Locate every line in the listing below that contains the word "doorway", matching case exactly, and copy each such line.

◇ ◇ ◇ ◇

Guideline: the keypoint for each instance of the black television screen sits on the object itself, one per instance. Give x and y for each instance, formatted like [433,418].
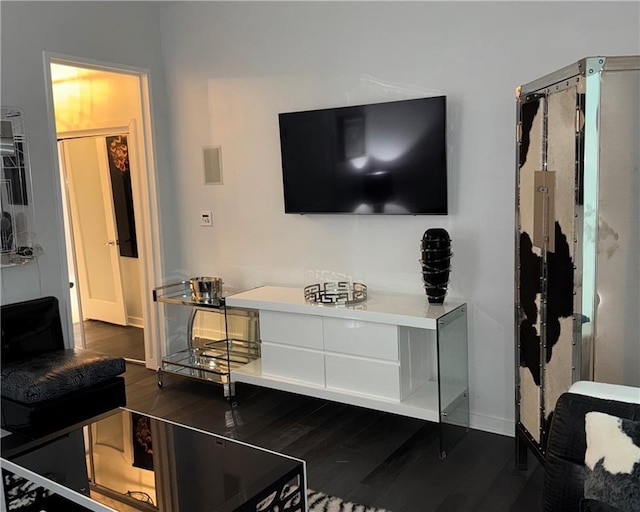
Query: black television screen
[383,158]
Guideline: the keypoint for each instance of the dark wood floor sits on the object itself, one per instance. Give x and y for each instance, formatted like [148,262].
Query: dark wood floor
[368,457]
[115,340]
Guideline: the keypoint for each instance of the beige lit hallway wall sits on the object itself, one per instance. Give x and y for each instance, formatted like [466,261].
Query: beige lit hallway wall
[86,99]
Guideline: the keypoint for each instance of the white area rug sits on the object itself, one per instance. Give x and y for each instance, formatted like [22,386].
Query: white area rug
[319,502]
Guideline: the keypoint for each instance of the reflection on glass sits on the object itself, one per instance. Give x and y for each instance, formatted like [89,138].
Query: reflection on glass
[166,466]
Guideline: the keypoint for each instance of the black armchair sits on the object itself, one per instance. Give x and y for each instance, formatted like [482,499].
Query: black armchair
[566,474]
[44,386]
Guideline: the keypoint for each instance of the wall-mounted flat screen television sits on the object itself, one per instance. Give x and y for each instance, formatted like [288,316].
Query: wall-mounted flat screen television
[382,158]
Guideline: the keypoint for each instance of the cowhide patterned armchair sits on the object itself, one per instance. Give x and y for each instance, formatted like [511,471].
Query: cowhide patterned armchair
[44,386]
[593,452]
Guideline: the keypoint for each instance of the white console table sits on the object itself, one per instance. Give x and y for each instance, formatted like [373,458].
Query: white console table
[393,353]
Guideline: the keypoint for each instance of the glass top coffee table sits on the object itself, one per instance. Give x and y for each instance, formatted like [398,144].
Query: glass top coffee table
[133,461]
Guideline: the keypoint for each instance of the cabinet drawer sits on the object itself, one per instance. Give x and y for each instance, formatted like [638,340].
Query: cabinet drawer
[369,339]
[376,378]
[291,329]
[293,363]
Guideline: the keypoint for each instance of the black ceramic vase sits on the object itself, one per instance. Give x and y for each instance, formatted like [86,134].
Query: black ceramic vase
[436,263]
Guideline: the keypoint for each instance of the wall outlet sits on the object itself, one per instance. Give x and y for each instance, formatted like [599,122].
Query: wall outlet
[206,218]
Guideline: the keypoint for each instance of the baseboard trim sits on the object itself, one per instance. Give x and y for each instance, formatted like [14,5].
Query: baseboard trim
[135,321]
[492,424]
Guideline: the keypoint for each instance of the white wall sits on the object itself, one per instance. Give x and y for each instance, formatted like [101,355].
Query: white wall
[125,34]
[231,67]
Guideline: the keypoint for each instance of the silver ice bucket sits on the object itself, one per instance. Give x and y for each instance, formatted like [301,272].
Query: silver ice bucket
[205,289]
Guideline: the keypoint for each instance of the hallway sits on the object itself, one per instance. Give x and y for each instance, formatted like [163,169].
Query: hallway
[115,340]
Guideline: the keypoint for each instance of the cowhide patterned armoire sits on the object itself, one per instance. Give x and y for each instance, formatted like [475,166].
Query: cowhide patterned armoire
[577,279]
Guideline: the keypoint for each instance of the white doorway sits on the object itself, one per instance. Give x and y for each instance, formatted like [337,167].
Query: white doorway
[91,104]
[93,230]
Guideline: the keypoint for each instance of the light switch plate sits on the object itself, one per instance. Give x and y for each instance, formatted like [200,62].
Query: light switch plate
[206,218]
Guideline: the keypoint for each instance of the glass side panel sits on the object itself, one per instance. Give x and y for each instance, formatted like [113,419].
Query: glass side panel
[617,245]
[453,378]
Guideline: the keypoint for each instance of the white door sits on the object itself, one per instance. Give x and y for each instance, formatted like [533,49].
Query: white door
[94,229]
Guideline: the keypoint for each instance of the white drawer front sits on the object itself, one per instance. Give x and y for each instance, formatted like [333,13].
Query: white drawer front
[291,329]
[293,363]
[374,378]
[369,339]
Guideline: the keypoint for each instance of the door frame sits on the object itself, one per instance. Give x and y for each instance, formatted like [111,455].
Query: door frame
[67,196]
[145,192]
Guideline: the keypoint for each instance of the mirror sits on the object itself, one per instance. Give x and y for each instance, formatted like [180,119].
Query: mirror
[16,196]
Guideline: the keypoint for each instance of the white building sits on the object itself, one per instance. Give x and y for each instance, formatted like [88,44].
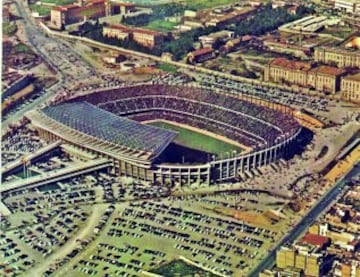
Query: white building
[349,6]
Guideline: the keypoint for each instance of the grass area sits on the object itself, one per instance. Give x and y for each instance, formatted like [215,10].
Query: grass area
[201,4]
[198,141]
[40,9]
[167,67]
[341,32]
[180,268]
[9,28]
[161,25]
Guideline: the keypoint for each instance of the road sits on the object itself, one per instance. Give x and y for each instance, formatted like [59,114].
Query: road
[40,43]
[307,220]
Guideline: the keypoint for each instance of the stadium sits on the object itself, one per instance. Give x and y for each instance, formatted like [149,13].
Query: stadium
[114,124]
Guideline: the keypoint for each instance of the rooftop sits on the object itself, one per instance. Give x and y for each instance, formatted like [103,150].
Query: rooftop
[202,51]
[103,125]
[329,70]
[295,65]
[315,240]
[354,77]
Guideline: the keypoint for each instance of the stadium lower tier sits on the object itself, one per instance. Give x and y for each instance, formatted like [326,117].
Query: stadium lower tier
[185,174]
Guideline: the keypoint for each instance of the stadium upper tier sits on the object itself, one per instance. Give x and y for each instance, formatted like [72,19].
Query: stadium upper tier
[240,120]
[100,124]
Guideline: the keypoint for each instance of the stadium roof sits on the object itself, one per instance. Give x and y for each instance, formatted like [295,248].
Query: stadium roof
[98,123]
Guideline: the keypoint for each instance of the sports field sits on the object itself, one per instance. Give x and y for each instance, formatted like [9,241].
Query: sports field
[195,140]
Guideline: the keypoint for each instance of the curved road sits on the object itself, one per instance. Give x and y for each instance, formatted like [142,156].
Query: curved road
[37,40]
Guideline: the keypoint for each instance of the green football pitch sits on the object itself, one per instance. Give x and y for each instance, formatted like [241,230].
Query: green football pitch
[195,140]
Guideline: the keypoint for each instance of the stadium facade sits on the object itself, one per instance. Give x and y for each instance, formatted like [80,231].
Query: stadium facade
[108,123]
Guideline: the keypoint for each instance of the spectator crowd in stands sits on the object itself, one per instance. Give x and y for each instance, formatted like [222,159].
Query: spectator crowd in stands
[236,119]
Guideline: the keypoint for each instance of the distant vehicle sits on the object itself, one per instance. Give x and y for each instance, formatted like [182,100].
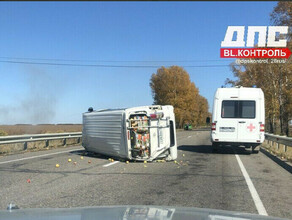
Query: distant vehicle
[139,133]
[238,117]
[188,126]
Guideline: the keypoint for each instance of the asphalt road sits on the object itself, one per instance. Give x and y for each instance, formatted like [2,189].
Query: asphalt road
[201,179]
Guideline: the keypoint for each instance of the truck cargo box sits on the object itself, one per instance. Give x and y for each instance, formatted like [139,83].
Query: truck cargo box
[139,133]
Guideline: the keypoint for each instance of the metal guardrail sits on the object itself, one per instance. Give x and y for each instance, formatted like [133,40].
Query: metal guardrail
[279,139]
[38,137]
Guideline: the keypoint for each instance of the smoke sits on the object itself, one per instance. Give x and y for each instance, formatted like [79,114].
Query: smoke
[37,105]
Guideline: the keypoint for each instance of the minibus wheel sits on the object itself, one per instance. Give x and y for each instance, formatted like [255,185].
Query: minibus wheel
[215,147]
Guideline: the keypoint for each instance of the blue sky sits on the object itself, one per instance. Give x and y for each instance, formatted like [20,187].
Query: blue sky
[109,31]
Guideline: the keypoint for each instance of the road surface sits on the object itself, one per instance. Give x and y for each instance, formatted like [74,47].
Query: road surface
[230,179]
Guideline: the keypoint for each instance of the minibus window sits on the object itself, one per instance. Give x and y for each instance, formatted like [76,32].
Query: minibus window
[238,109]
[247,109]
[229,109]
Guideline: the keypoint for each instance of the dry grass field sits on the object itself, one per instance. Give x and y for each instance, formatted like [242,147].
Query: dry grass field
[20,129]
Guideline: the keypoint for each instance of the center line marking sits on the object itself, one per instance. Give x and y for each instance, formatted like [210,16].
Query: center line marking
[43,155]
[109,164]
[255,196]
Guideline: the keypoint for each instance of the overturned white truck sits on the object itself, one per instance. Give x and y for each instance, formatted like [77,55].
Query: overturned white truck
[140,133]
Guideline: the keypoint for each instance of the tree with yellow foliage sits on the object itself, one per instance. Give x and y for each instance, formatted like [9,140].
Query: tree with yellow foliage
[172,86]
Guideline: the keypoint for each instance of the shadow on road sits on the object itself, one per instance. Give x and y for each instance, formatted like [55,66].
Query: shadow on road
[207,149]
[90,154]
[277,160]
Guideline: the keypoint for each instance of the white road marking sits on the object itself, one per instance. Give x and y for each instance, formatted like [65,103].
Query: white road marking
[255,196]
[109,164]
[44,155]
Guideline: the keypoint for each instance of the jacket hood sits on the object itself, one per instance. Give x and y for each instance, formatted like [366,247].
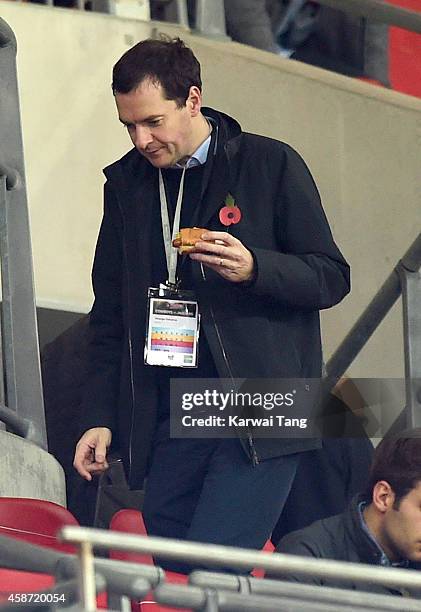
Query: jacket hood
[228,127]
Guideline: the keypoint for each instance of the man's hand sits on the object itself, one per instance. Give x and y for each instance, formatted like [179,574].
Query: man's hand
[91,452]
[225,255]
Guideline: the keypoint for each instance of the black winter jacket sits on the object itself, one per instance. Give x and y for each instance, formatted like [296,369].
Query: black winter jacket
[341,538]
[268,330]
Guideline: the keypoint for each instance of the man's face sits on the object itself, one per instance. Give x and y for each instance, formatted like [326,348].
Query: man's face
[160,131]
[401,528]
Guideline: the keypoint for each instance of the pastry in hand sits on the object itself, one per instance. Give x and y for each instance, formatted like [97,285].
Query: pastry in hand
[187,238]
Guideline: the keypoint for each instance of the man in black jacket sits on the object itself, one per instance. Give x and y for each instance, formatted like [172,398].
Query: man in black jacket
[382,525]
[265,264]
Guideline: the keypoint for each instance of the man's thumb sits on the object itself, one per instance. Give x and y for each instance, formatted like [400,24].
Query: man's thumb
[100,454]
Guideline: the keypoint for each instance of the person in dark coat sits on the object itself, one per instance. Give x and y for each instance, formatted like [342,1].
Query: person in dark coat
[312,33]
[382,525]
[259,280]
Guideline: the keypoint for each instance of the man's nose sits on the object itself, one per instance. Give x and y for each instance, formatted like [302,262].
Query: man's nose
[143,137]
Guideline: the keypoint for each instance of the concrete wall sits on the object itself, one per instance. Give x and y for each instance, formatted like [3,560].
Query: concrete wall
[361,142]
[28,471]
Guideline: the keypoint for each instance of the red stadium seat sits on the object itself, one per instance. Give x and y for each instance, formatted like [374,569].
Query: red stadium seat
[35,520]
[405,54]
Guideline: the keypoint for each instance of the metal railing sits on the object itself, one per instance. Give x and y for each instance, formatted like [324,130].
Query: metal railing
[237,558]
[21,400]
[380,11]
[405,280]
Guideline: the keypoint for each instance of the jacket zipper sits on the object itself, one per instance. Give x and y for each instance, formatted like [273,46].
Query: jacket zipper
[253,453]
[126,263]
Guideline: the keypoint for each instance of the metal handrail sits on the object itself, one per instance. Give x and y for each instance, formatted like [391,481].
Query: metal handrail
[375,10]
[7,38]
[239,558]
[306,592]
[374,313]
[379,10]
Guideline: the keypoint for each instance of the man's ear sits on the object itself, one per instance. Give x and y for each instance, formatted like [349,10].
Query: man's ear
[194,101]
[383,496]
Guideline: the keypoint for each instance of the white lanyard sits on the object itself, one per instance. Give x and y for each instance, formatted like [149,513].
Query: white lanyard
[171,253]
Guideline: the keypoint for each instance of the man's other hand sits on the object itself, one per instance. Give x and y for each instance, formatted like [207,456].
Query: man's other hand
[91,452]
[225,255]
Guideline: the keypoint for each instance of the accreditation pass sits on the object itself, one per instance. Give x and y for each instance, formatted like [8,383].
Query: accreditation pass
[172,332]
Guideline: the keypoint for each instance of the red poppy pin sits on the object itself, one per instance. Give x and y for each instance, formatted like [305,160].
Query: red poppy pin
[230,214]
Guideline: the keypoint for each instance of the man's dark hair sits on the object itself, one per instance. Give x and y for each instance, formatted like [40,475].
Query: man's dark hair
[166,62]
[397,460]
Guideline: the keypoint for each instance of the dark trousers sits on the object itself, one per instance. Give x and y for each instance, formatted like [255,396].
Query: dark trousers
[209,491]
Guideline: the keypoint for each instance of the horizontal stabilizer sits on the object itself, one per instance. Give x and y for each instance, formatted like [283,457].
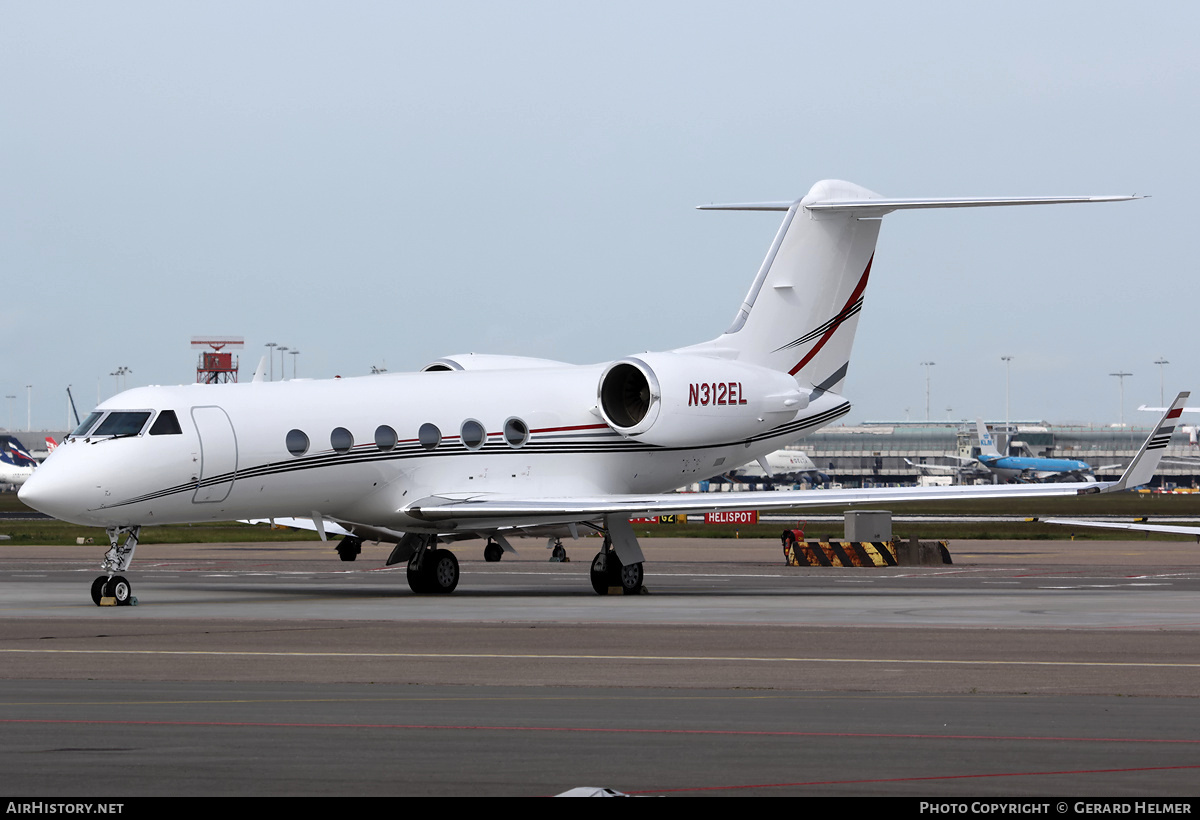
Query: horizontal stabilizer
[882,205]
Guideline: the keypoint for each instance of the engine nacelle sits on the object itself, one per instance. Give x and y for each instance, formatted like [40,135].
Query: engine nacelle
[489,361]
[685,400]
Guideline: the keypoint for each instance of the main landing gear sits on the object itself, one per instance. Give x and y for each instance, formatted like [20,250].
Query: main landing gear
[492,551]
[118,558]
[432,569]
[349,548]
[610,574]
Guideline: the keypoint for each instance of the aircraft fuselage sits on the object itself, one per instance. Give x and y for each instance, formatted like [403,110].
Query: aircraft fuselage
[358,452]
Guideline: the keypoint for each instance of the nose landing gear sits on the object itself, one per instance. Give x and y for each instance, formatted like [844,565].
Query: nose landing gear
[113,588]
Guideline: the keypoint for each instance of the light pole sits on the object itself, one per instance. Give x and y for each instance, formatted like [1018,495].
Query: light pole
[1007,360]
[927,365]
[1161,361]
[1121,377]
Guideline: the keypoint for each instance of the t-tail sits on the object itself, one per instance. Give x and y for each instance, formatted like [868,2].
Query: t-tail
[802,310]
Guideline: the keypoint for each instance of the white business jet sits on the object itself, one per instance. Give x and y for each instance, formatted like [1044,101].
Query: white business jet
[483,446]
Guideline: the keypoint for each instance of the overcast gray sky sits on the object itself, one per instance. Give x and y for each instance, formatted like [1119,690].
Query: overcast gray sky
[388,183]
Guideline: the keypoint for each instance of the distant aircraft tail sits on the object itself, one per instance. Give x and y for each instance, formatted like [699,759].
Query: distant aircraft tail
[802,310]
[987,443]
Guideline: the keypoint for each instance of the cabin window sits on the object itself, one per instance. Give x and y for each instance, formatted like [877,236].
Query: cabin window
[123,424]
[87,424]
[167,424]
[473,434]
[516,432]
[429,435]
[385,437]
[297,442]
[341,441]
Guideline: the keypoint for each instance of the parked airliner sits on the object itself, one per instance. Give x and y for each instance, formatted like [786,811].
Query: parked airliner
[1027,468]
[481,446]
[16,464]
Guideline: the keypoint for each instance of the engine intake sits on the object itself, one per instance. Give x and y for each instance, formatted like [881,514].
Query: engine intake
[685,400]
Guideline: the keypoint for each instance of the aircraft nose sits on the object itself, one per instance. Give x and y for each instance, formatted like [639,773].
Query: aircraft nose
[49,491]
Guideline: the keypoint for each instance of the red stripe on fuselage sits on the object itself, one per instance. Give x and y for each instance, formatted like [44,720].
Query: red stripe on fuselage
[581,426]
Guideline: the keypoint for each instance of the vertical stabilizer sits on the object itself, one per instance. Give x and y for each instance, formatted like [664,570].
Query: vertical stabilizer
[987,443]
[802,310]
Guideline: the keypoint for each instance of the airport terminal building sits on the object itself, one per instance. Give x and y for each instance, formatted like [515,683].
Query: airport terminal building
[879,453]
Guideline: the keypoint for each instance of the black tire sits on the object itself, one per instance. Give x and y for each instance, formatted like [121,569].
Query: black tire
[348,549]
[443,572]
[418,581]
[599,573]
[631,578]
[119,588]
[97,588]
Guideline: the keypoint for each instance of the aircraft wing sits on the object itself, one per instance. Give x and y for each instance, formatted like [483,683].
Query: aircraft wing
[1127,525]
[582,508]
[495,509]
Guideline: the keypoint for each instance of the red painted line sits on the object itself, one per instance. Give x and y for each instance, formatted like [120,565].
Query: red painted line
[418,726]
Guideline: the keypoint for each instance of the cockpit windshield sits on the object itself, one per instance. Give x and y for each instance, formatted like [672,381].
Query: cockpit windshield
[123,423]
[87,424]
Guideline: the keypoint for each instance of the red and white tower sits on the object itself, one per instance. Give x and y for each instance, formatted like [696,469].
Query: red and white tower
[215,365]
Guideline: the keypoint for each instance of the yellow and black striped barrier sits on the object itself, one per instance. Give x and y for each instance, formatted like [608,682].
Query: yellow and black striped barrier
[840,554]
[865,554]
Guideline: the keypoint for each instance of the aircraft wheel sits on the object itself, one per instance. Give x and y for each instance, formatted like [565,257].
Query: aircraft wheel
[418,581]
[631,578]
[599,574]
[348,549]
[97,588]
[119,588]
[444,572]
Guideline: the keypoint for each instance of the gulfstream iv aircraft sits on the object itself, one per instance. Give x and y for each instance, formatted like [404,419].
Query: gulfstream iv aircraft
[487,446]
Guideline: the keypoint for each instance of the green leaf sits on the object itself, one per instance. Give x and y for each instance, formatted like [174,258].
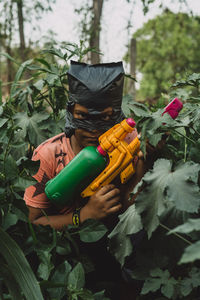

◇ ◇ ◇ ◇

■ Written answer
Guideline: the keypoint for each instance of the white doorway sits on the object itself, one per instance. Give x and y for each instance, formatted like [337,167].
Query: white doorway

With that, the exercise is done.